* TASK: Scan the listing below. Return every line containing the string "rough".
= = =
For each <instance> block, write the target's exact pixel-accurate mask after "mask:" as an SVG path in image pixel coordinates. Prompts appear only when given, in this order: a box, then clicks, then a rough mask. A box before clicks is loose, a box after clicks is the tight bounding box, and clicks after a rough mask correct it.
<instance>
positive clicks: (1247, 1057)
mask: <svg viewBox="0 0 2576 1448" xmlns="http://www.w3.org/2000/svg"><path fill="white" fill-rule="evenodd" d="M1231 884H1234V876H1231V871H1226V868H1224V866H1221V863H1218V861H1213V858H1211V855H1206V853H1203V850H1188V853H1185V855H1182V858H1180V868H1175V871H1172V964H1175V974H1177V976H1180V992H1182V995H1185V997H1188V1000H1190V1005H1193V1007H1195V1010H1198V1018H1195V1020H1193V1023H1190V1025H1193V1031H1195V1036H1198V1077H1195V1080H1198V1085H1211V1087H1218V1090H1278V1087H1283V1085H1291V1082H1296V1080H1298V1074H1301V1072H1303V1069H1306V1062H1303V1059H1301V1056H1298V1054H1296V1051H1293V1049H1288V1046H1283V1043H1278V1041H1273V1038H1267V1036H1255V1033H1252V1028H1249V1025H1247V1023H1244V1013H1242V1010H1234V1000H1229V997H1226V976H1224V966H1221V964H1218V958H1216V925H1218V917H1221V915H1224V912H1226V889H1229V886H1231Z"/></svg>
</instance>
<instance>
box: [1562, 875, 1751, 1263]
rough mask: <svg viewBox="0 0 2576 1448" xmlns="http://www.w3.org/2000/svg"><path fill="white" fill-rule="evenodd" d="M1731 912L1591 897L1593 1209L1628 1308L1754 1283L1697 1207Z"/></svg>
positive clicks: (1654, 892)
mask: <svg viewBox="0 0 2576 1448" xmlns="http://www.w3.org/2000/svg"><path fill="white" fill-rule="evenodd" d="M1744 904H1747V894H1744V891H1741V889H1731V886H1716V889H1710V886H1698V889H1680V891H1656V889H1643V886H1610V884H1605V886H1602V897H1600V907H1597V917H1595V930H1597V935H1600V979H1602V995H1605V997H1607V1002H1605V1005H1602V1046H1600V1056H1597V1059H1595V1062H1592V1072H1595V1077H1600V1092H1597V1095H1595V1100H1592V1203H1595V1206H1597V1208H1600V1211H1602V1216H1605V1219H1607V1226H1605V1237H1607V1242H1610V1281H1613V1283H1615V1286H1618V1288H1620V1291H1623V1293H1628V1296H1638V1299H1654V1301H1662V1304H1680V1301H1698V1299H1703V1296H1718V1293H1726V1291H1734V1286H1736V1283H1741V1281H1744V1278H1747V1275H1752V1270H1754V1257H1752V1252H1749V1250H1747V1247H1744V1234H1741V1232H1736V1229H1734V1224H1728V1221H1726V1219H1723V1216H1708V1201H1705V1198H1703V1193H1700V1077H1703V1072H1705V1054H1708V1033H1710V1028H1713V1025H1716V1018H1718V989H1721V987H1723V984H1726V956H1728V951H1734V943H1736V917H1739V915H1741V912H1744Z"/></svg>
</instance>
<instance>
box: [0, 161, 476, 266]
= = =
* ANSWER TO THIS TASK:
For each <instance> block, write the target's exact pixel-accurate mask after "mask:" as an SVG path in image pixel coordinates. Prompts appear only when given, in this order: a box, then clicks, then a rough mask. A box before clicks is loose, a box after clicks is the tight bounding box, and clicks after a rough mask correct it.
rough mask: <svg viewBox="0 0 2576 1448" xmlns="http://www.w3.org/2000/svg"><path fill="white" fill-rule="evenodd" d="M1731 912L1591 897L1593 1209L1628 1308L1754 1283L1697 1207Z"/></svg>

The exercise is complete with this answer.